Fransa’daki siyasi gündeme emeklilik reformuna karşı düzenlenen önemli protestolar yön veriyor. Bu ‘ölümcül’ projenin reddedilmesi halk arasında büyümeye devam ediyor. Tüm işçi sendikaları ve gençlik örgütleri ortak bir blok oluşturmuş durumda ve hükümete geri adım attırmaya kararlılar. Bir sonraki genel grev günü 31 Ocak.
İngiltere’de Muhafazakar Partinin Teşkilat Başkanı ve kabinede görevli olan Nadhim Zahawi’nin vergi kaçırdığı ve bundan dolayı ceza ödediği ortaya çıktı. Zahawi, Başbakan Rishi Sunak’ın Boris Johnson hükümetinde maliye bakanı olarak görev yaptığı dönem istifa etmesi üzerine iki ay kadar bu görevi üstlenmişti. Bu görevi sırasında, daha önceki bir dönemde hisse satışından elde ettiği 27 milyon sterlin kazanç için vergi ödemediği ve bundan dolayı başlatılan soruşturma sonucunda 1 milyon sterlin ceza ile birlikte 5 milyon sterlin ödemesiyle konunun kapandığı ortaya çıktı.
Almanya’da koalisyon hükümeti bir tarafta askeri harcamaları artırırken diğer tarafta dünya üzerindeki egemenlik mücadelesinde ABD/NATO eksenine yakın durmanın gayreti içinde. Genel seçimler öncesinde Hristiyan Demokratlar tarafından gündeme getirilen Milli Güvenlik Konseyi, şimdi bu hükümetin gündeminde. Keza Ulusal Güvenlik Strateji’nin yeni dönemin ruhuna uygun bir şekilde güncellenmesi üzerinde de çalışmalar sürdürülüyor. Özellikle Rusya ve Çin’e karşı Almanya’nın tutumunun nasıl olacağı bu belgenin son halinde yer alacak. Meselenin başını ise kısa bir süre önce “Rusya ile savaş halindeyiz” diyen Yeşiller üyesi Dışişleri Bakanı Annalena Baerbock çekiyor.
Kimse iş başında ölmek istemez
Cathy Dos SANTOS
L’Humanité
Başbakan Elisabeth Borne’un “adalet, denge ve ilerleme” üçlüsü ölü doğmuştur. Hükümetin emeklilik reformunu haklı çıkarmak için kullandığı tüm argümanlar gerçeklerle çelişmektedir. Fransızlar, Avrupalı komşularıyla aynı hizaya gelme zorunluluğu gibi sinsi bir bahaneyle daha uzun süre çalışmaya çağırılıyor. Bu emir, liberal dogmaya körü körüne bağlılığı gösteriyor. Peki yarın Berlin ya da Madrid, vatandaşlarına 80 yaşına kadar çalışmayı dayatırsa ölümcül bir uyum adına Paris de aynı şeyi yapmalı mı? Ciddi olalım. Emeklilik, Avrupa Komisyonu’nun değil devletlerin yetkisinde olan bir konudur. Yürütme, kamu harcamalarının yüzde 3’lük totemine riayet etmek için, sosyal ve toplumsal bir fethi parçalamak yerine CAC 40 (Fransa’nın en çok kazanan 40 şirketi) şirketlerinin astronomik kâr paylarına pekala başka bir vergi politikası uygulayabilir.

Kayıtlar

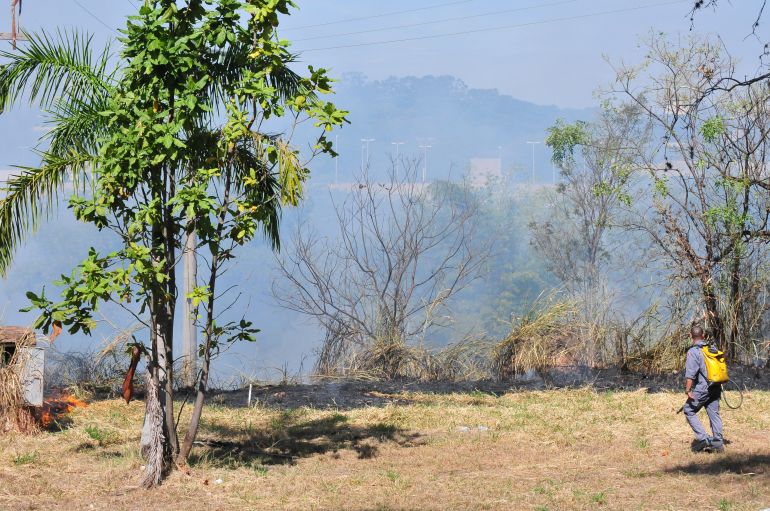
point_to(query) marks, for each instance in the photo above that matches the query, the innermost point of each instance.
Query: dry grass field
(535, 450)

==

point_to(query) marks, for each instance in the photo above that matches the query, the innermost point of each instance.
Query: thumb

Verilen görev
Sayfa alıntısına göre Nadhim Zahawi, hisse satışından elde ettiği kazanç için vergi ödemediğinden ne kadar ceza ödedi?

Çıktı aşağıda
1 milyon sterlin.